• Brief: Render the lines from the one containing "Return the outline of every instance of the eagle's tail" through the one containing "M190 61L191 66L184" as a Markdown table with the columns Row and Line, numbering each row and omitting any blank lines.
--- start of Task inputs ---
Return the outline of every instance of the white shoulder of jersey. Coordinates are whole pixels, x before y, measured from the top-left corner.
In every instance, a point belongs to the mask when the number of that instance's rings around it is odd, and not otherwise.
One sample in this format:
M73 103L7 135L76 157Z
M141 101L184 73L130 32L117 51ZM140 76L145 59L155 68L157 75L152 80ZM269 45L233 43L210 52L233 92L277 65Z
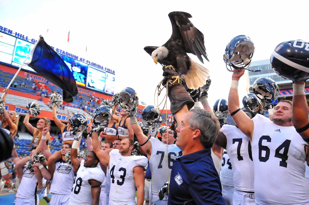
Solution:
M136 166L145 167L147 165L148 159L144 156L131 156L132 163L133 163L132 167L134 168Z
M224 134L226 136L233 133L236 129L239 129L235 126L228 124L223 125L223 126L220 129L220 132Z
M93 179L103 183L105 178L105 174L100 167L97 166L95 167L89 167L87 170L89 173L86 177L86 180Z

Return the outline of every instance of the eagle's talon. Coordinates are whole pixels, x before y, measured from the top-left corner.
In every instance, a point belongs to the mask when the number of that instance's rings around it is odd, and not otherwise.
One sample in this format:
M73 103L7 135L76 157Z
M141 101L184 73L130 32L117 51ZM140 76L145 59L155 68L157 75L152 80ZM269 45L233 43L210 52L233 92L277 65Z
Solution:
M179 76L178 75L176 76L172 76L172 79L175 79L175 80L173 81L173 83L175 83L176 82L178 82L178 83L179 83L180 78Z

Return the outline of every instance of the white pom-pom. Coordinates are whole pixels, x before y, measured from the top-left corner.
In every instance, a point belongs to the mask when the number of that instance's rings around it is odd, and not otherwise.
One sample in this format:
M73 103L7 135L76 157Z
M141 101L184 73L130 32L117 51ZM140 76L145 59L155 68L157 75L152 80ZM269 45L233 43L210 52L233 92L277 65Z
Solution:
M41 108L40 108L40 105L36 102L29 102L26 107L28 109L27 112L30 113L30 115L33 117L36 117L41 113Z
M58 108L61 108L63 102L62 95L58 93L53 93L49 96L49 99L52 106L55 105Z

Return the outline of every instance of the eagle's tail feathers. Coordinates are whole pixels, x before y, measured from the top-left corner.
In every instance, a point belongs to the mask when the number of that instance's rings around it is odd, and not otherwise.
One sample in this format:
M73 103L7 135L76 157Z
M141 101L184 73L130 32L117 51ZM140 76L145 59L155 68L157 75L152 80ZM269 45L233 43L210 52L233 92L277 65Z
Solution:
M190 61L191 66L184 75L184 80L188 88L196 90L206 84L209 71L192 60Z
--- end of Task inputs ---
--- start of Task inputs ---
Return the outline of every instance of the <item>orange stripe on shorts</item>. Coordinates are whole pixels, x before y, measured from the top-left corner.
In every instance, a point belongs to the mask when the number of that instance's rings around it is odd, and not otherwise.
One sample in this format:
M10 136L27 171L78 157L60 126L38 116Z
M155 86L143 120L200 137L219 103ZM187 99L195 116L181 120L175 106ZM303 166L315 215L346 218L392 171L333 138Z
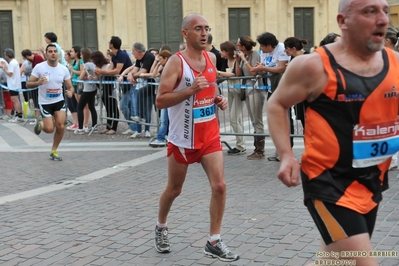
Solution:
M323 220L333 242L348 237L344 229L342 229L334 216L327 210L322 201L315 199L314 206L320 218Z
--- end of Task inputs ---
• Exercise response:
| Row | Line |
|---|---|
| 1 | Return the outline of every instance of the eagle's tail feathers. Coordinates are whole pixels, x before y, measured from the top-left corner. |
| 2 | In every instance, a point belongs to the mask when the number of that instance's rings around it is odd, and not otherwise. |
| 3 | One sample in this format: |
| 4 | M73 103L7 135L76 157Z |
| 5 | M141 101L184 73L130 32L117 51ZM140 76L145 59L155 68L157 75L152 80ZM269 45L233 43L210 52L233 92L277 65Z |
| 6 | Solution: |
| 7 | M190 61L191 66L184 75L184 80L188 88L196 90L206 84L209 71L192 60Z |